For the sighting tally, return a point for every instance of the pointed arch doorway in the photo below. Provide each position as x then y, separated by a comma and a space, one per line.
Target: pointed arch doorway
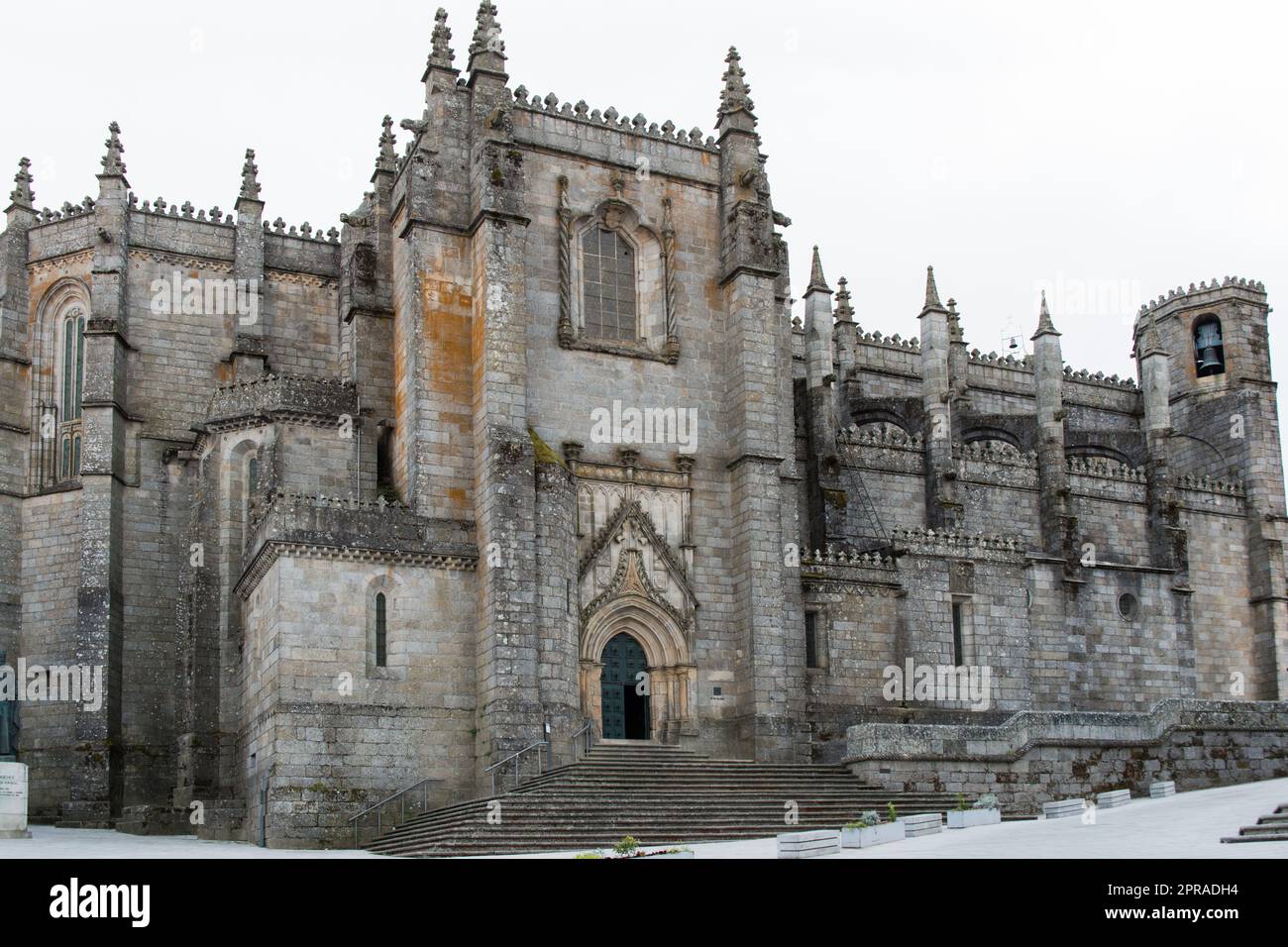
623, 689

_ _ _

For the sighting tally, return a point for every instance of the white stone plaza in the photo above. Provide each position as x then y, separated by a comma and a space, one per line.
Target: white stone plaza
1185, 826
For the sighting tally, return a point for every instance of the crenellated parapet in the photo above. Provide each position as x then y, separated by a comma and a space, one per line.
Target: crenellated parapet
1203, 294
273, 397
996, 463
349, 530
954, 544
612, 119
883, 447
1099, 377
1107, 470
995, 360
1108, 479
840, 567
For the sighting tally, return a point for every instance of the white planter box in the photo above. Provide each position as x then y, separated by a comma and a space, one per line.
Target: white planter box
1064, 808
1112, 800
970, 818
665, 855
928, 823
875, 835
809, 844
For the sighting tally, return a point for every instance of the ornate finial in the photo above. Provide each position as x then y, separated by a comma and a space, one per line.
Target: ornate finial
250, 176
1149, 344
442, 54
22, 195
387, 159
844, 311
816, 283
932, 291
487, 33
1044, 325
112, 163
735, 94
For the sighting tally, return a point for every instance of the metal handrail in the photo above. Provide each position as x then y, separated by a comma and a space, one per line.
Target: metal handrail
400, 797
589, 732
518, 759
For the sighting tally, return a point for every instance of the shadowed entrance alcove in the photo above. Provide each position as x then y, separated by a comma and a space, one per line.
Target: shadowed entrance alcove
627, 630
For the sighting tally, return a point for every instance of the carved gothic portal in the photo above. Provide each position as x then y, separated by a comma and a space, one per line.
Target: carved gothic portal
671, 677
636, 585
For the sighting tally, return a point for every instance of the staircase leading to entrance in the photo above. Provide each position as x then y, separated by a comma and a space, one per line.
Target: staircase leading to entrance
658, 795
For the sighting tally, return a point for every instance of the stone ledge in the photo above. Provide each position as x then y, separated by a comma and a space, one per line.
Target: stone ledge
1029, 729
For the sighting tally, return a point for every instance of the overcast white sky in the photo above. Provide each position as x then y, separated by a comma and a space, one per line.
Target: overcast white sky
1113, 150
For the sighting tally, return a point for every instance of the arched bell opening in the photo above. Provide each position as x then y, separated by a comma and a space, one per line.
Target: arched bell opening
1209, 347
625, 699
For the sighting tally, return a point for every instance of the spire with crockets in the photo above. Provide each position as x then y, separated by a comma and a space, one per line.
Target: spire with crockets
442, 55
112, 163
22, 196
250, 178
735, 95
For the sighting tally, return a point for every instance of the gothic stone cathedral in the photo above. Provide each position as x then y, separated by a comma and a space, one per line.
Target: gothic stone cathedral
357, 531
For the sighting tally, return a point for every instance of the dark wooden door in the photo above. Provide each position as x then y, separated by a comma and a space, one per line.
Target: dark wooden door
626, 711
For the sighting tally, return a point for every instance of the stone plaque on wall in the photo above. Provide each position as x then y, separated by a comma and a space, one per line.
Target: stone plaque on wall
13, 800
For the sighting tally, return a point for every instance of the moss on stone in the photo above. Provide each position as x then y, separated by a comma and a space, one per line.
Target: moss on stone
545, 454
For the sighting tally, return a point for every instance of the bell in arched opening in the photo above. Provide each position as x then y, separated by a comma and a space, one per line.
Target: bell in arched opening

_ _ _

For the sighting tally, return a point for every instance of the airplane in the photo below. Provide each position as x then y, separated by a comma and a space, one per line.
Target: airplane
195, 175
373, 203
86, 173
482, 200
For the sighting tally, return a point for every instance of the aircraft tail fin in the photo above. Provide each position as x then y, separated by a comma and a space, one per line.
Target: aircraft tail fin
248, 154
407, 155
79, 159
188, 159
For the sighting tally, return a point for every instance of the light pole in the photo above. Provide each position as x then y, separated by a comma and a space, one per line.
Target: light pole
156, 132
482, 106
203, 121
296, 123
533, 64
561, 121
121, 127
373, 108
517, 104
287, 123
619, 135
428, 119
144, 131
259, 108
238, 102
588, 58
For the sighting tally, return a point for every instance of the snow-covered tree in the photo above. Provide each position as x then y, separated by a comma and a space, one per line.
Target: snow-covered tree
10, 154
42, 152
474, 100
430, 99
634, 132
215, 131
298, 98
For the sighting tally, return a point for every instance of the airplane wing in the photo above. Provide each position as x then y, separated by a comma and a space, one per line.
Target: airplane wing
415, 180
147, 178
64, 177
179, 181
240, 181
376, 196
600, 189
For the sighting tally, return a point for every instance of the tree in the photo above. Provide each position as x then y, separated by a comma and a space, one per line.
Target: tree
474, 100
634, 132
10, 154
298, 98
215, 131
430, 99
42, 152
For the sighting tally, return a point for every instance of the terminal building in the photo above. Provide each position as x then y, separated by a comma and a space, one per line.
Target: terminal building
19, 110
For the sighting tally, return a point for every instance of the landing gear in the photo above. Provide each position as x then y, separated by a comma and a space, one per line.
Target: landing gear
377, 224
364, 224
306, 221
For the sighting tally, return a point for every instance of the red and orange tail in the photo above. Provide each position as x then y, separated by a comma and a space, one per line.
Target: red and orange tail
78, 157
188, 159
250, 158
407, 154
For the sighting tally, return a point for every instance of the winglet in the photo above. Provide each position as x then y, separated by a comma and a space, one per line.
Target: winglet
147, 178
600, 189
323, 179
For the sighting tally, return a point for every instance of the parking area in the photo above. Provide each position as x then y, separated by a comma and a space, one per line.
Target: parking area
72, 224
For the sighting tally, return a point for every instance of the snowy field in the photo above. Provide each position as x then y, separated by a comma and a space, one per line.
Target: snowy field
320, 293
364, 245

_ _ _

Rewrite the records above from the line with "of the moss" up to and including the line with "Target: bell in arched opening", keeping every request line unchanged and scaling each coordinate in the answers by 2.1, rounded to the nearest whole number with halves going up.

For the sighting tally, return a point for every instance of the moss on stone in the photo above. Provide each position as x then y, separated by a comma and a space, one per line.
Target: moss on stone
1145, 953
For the sighting tally, return a point for every instance of the bell in arched opening in the photo above. Provide each position as x then y, separated by a comma and a space, one per line.
Target: bell in arched opening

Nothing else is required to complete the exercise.